* _Task list_
**a)** In the Shorten interview transcript below, what annual income does Shorten name as the limit for getting a bigger tax refund from Labor?
**b)** Carry on the Shorten interview transcript below from the point where it stops, keeping to the same style.

* _Selected text_
****************
JOURNALIST: But at what point does I guess, a leader's unpopularity as polls tighten, mean the difference between a Labor loss and a Labor win at an election?
SHORTEN: We both know that if you look at all of my commentary whilst I've been Opposition Leader, I haven't obsessed about the polls. I think you'll find it was the other fellow who set the test of the polls as to whether or not he was up for the job. Listen, if you if you believe the polls, on any Saturday for the last two years Labor probably would have won an election. But we know that doesn't really matter because there's no election. No, what I'll do is not talk about myself, not talk about you know, the day to day political nonsense. What Australians want is a vision for the future. What they want is the political parties in touch with their lives. Standing here in this fantastic school, what I say to the parents of this school is, we'll make sure that you don't have to pay greater fees. We'll make sure that we put downward pressure on your electricity prices. We'll make sure that when your children are sick, you can afford to go and see a doctor. We'll make sure as you grow older that we actually have the overhaul of aged care which this country needs, and will make sure that if you earn less than $120,000 a year, you're going to get a bigger tax refund from Labor because we're on the side of working class people.
****************
* _Data section_

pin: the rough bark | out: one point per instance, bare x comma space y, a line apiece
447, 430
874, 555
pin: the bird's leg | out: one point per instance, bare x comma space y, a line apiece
****************
* _Task-by-task results_
**a)** Less than $120,000 a year.

**b)**
Perhaps one last question.
JOURNALIST: Just back to my previous question, can I ask what would you do with those on Manus and Nauru who have been deemed not to be refugees? I mean how are you going to get them out of detention?
SHORTEN: Well, we've got to resettle them somewhere. But I will tell you what I'm not going to do. I'm not going to keep people indefinitely in Manus and Nauru, but that doesn't mean bringing these people to Australia. I want to say loudly and clearly to the people smugglers who watch the Australian news, don't you believe what Mr. Dutton says. If Labor gets elected, we're not going to let you start your vile trade again. But what I also say is that I don't want to use these people on Manus and Nauru as political footballs. We will concentrate and put the resources in to resettle these people regionally and that's what we're going to do.
JOURNALIST: Can I just ask one more local question. Can Labor win the seat of Mayo?
SHORTEN: I think it's an uphill climb. I think that's a generous way to put it, isn't it? But I tell you in Mayo, under Mr Turnbull the public schools there are getting cut by about $10 million. Even the local Catholic schools are getting cut by $4 million. I’d say to the voters in Mayo, you've got a fantastic chance to tell this government nationally they're on the wrong track. They're on the wrong track when they're prioritising giving $17 billion to the big banks, but they're cutting funding to hospitals and schools, TAFE and university. It's all about priorities. We stand for everyday people. Mr Turnbull stands for the top end of town.